-- ZADANIE 1 --
Przepisz bez zmian te wiersze rekordów, które biegną od wiersza z „Would you say there is any brick” aż do wiersza z „left=579, top=0, right=1256, bottom=368” włącznie.

-- FRAGMENT ŹRÓDŁOWY --
----
Naczelnik „miał nosa”. Przechodząc obok młodego mężczyzny poczuł woń marihuany
12:11 22-09-2020
W poniedziałek będący na wolnym naczelnik Zespołu Patrolowo-Interwencyjnego łęczyńskiej komendy wychodząc z zakupów jednego ze sklepów zauważył stojącego nieopodal młodego mężczyznę.
Funkcjonariusz poczuł od mężczyzny specyficzny zapach. Przeczucie podpowiadało mu, że był to zapach marihuany. O swoich podejrzeniach powiadomił dyżurnego. Na miejscu pojawił się dzielnicowy. Jak się okazało, naczelnik „miał nosa”, ponieważ przy 26-latku ujawniono zawiniątko z zielonym suszem.
Mieszkaniec Łęcznej został zatrzymany, zaś marihuana zabezpieczona. Za posiadanie środków odurzających grozi kara do 3 lat pozbawienia wolności
(fot. Policja Łęczna)
----
-- PODANE REKORDY --
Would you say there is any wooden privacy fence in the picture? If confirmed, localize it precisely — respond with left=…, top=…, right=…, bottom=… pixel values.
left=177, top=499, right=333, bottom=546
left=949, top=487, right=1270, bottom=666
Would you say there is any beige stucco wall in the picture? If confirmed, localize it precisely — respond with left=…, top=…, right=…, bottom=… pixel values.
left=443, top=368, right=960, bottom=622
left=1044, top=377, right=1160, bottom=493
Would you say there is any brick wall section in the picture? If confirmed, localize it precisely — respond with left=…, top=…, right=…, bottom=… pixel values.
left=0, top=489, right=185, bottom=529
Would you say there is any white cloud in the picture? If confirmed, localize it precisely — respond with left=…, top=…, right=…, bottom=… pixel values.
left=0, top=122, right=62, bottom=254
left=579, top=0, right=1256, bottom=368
----
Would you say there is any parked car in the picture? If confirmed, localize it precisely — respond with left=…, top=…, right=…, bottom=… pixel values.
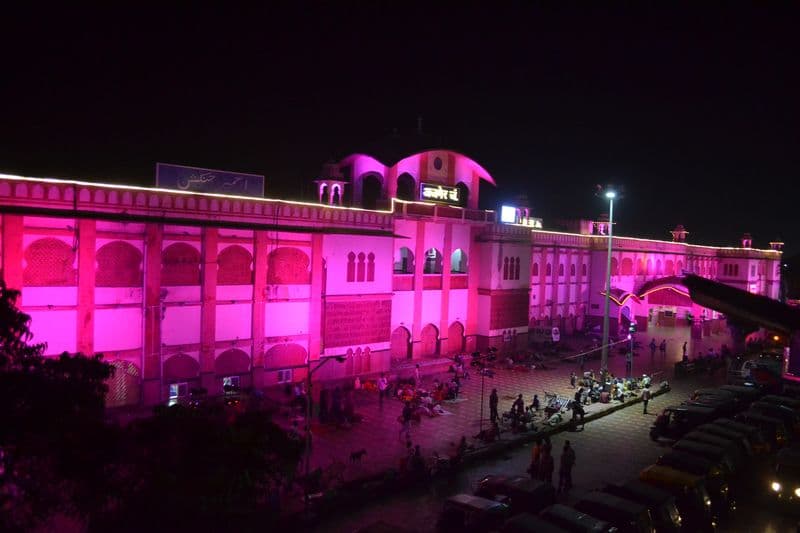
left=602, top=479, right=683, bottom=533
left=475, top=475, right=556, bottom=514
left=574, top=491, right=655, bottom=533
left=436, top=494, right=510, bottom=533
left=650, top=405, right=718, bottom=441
----
-- ZADANIE 2 --
Podaj ponownie fragment źródłowy od słów „Mieszkaniec Łęcznej został” aż do słów „(fot. Policja Łęczna)” włącznie, zastępując w nim „zabezpieczona” słowem „przejęta”.

-- POPRAWNA ODPOWIEDŹ 1 --
Would you say there is any brick wall section in the picture? If confirmed, localize it precisely — respond with left=…, top=…, right=…, bottom=… pixel values.
left=0, top=489, right=185, bottom=529
Would you say there is any white cloud in the picture? If confirmed, localize it precisely — respond with left=…, top=…, right=…, bottom=… pixel values.
left=0, top=122, right=62, bottom=254
left=579, top=0, right=1256, bottom=368

-- POPRAWNA ODPOWIEDŹ 2 --
Mieszkaniec Łęcznej został zatrzymany, zaś marihuana przejęta. Za posiadanie środków odurzających grozi kara do 3 lat pozbawienia wolności
(fot. Policja Łęczna)